■ TRY IT ■
Filter the lines below, keeping each one that holds "tennis".

(DATA FOR THE TASK)

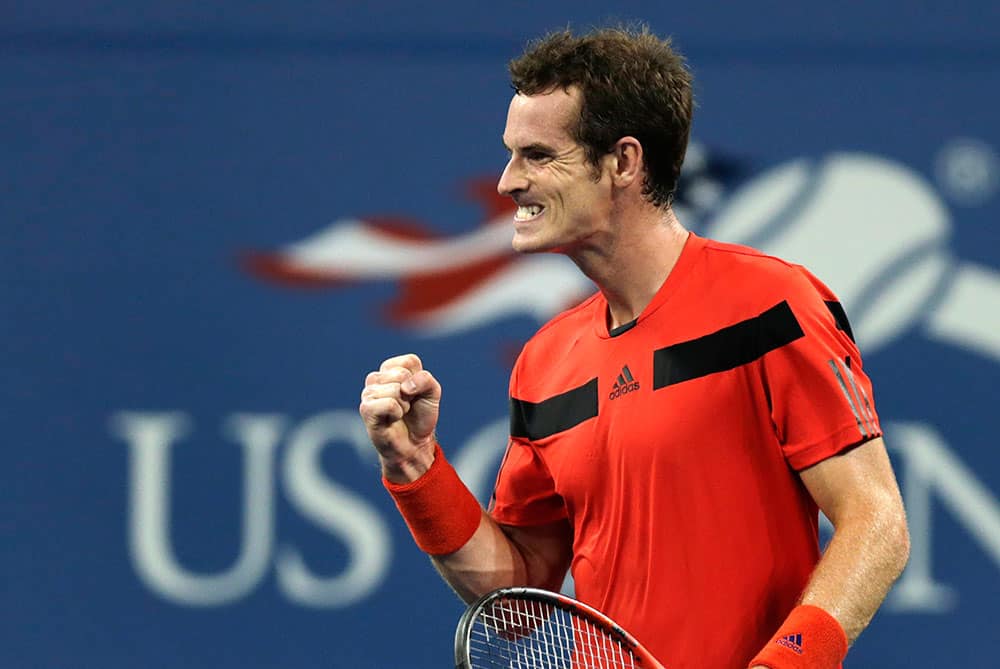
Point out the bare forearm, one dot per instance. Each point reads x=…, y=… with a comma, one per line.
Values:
x=504, y=556
x=862, y=561
x=487, y=562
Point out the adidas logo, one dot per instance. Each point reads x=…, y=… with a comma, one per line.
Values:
x=625, y=383
x=792, y=641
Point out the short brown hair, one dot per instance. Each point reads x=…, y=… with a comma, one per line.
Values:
x=632, y=83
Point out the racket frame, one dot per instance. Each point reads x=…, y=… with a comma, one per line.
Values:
x=465, y=624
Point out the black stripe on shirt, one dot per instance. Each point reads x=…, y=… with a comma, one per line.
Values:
x=839, y=315
x=536, y=420
x=727, y=348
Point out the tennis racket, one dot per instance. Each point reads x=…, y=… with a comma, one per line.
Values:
x=527, y=628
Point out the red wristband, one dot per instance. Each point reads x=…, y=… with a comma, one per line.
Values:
x=438, y=508
x=810, y=638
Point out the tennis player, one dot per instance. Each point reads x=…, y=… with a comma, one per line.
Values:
x=674, y=436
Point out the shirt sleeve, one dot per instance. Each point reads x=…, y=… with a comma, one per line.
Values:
x=525, y=492
x=821, y=400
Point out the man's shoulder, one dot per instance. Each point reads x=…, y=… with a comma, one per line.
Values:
x=757, y=271
x=556, y=338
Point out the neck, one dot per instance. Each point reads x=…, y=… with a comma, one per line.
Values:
x=634, y=262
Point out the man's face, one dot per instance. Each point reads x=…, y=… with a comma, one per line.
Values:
x=563, y=200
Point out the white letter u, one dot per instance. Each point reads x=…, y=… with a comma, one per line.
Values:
x=150, y=437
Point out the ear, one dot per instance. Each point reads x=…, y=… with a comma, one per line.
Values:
x=626, y=162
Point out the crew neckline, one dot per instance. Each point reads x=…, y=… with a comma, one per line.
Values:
x=689, y=255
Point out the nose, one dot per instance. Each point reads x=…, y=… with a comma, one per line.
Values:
x=512, y=179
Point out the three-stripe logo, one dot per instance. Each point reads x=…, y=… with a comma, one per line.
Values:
x=791, y=641
x=625, y=383
x=857, y=398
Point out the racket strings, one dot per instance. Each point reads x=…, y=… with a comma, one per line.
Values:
x=523, y=634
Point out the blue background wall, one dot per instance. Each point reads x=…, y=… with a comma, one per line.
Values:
x=148, y=147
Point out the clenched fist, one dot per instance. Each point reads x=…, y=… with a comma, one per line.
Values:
x=399, y=405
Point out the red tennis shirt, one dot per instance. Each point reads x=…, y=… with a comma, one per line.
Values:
x=672, y=447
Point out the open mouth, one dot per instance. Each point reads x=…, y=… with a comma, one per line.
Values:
x=528, y=212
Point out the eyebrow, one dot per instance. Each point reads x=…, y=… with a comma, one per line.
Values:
x=543, y=148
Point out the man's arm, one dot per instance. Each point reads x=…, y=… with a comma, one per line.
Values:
x=857, y=491
x=499, y=556
x=400, y=407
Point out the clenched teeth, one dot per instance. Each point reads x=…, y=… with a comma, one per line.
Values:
x=528, y=211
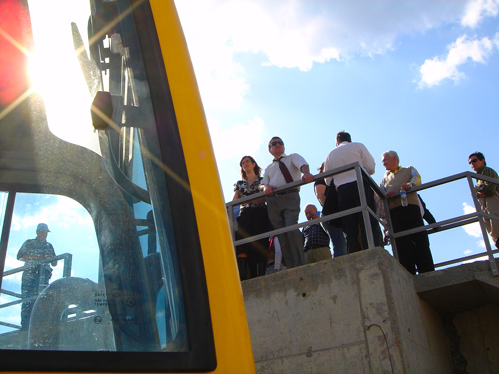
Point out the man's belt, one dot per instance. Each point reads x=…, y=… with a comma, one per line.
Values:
x=285, y=192
x=311, y=249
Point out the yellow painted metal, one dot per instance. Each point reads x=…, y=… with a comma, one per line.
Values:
x=232, y=339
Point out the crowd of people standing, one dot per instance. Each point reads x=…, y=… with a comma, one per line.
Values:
x=279, y=208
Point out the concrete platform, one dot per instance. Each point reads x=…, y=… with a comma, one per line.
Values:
x=359, y=313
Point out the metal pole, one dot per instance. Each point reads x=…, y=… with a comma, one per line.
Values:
x=363, y=204
x=9, y=211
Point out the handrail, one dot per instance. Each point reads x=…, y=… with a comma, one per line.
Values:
x=363, y=176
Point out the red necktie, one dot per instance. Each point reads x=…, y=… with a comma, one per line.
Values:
x=284, y=171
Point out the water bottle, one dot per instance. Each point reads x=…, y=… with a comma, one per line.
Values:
x=403, y=197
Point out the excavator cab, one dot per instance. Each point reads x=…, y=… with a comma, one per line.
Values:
x=90, y=144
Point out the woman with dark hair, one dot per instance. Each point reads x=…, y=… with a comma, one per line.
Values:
x=252, y=220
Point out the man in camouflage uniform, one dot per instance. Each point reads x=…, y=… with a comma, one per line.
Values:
x=36, y=277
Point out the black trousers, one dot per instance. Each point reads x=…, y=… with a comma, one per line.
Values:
x=252, y=221
x=348, y=197
x=413, y=250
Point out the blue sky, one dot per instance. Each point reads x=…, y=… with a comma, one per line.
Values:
x=418, y=77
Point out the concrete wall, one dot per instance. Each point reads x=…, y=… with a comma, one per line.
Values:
x=354, y=314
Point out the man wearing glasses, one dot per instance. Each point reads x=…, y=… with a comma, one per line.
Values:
x=284, y=207
x=488, y=193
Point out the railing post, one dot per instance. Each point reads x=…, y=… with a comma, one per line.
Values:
x=68, y=262
x=363, y=204
x=9, y=211
x=478, y=208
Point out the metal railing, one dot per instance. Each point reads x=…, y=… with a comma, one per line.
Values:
x=66, y=272
x=386, y=223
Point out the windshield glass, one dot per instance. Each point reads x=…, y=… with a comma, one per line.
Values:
x=89, y=249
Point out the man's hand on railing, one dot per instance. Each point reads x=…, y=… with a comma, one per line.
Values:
x=268, y=189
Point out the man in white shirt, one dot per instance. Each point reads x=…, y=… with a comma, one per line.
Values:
x=284, y=207
x=345, y=183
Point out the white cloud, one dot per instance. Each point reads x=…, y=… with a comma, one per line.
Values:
x=61, y=210
x=237, y=140
x=477, y=9
x=295, y=33
x=437, y=69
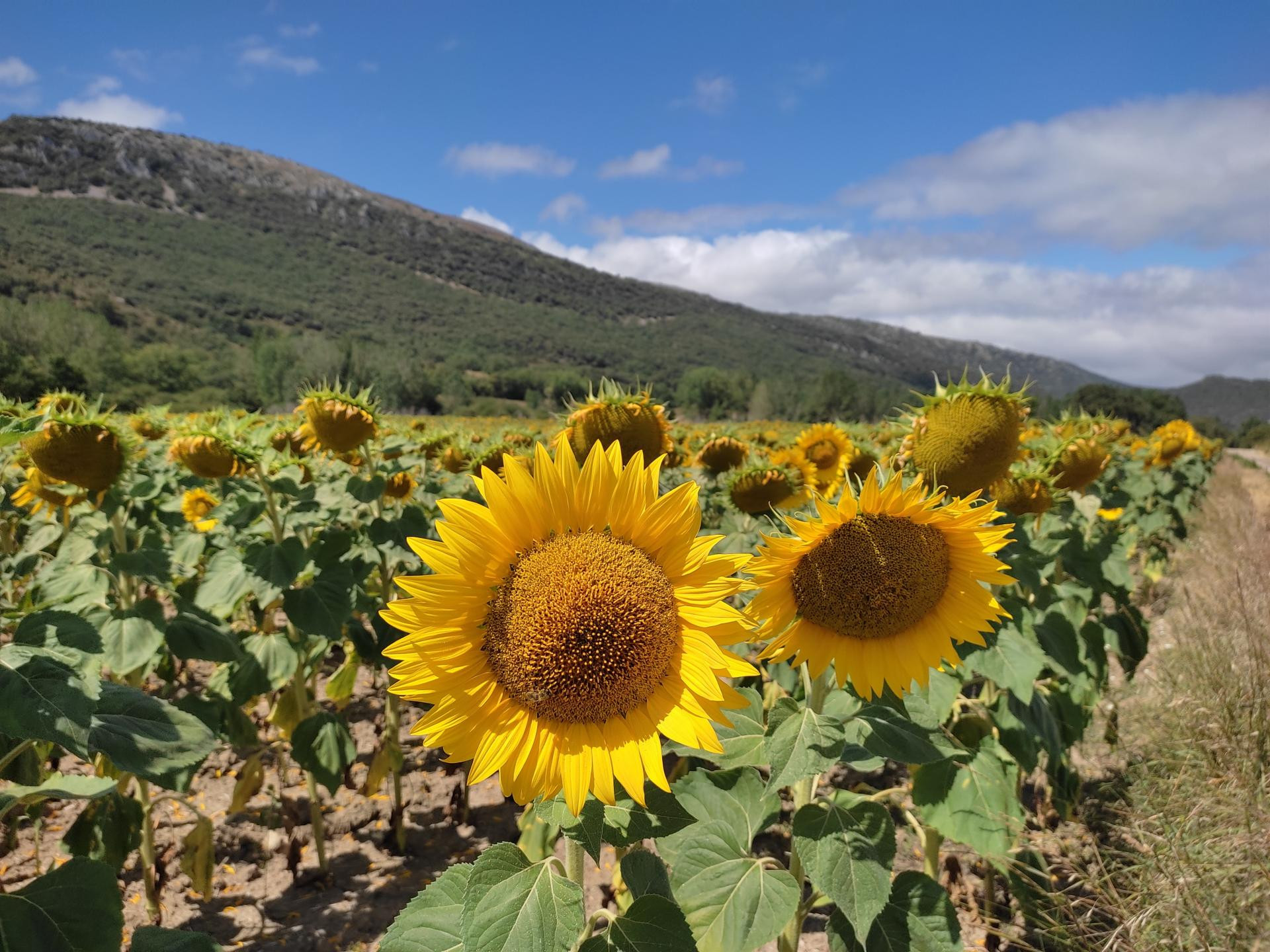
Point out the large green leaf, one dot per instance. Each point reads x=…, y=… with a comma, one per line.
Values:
x=732, y=902
x=652, y=924
x=847, y=850
x=431, y=922
x=148, y=736
x=800, y=743
x=323, y=746
x=973, y=803
x=74, y=908
x=511, y=904
x=45, y=698
x=919, y=917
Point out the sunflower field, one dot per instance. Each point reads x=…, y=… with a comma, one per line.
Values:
x=770, y=678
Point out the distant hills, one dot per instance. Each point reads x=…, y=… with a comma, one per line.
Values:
x=163, y=267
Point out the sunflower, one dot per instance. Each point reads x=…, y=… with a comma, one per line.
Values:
x=883, y=586
x=722, y=454
x=616, y=415
x=40, y=493
x=341, y=420
x=196, y=506
x=208, y=455
x=967, y=436
x=826, y=447
x=572, y=619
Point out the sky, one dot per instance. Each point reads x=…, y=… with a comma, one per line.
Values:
x=1086, y=180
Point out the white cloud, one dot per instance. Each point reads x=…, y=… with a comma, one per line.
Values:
x=710, y=95
x=1189, y=168
x=15, y=73
x=494, y=159
x=270, y=58
x=564, y=207
x=118, y=108
x=1150, y=327
x=304, y=32
x=646, y=161
x=482, y=218
x=103, y=84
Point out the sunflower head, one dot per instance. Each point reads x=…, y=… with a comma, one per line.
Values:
x=196, y=506
x=966, y=436
x=568, y=623
x=81, y=448
x=339, y=419
x=883, y=586
x=618, y=415
x=722, y=454
x=212, y=456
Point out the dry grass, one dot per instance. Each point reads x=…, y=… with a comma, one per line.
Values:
x=1185, y=859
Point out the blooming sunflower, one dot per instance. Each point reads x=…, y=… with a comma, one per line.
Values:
x=827, y=448
x=572, y=619
x=883, y=586
x=196, y=506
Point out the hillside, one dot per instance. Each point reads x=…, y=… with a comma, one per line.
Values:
x=163, y=267
x=1231, y=400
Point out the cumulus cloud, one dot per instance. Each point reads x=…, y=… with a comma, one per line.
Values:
x=482, y=218
x=15, y=73
x=1148, y=327
x=1191, y=168
x=495, y=159
x=710, y=95
x=117, y=108
x=270, y=58
x=564, y=207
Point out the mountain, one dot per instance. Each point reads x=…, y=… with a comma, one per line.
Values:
x=167, y=267
x=1231, y=400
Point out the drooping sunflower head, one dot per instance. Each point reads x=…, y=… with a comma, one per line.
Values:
x=81, y=448
x=605, y=630
x=883, y=586
x=966, y=436
x=196, y=507
x=339, y=419
x=722, y=454
x=827, y=448
x=618, y=415
x=212, y=456
x=785, y=481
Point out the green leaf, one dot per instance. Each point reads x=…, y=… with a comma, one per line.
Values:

(End DATA FOR THE TASK)

■ EXERCISE ANSWER ■
Point out the tennis racket, one dot per instance. Each point reads x=…, y=… with a comma, one per line.
Point out the tennis player, one dot per instance. Each point reads x=…, y=… with a comma, one per line.
Point out the red tennis shirt, one dot per instance. Each point reads x=…, y=… with a comma, one per line.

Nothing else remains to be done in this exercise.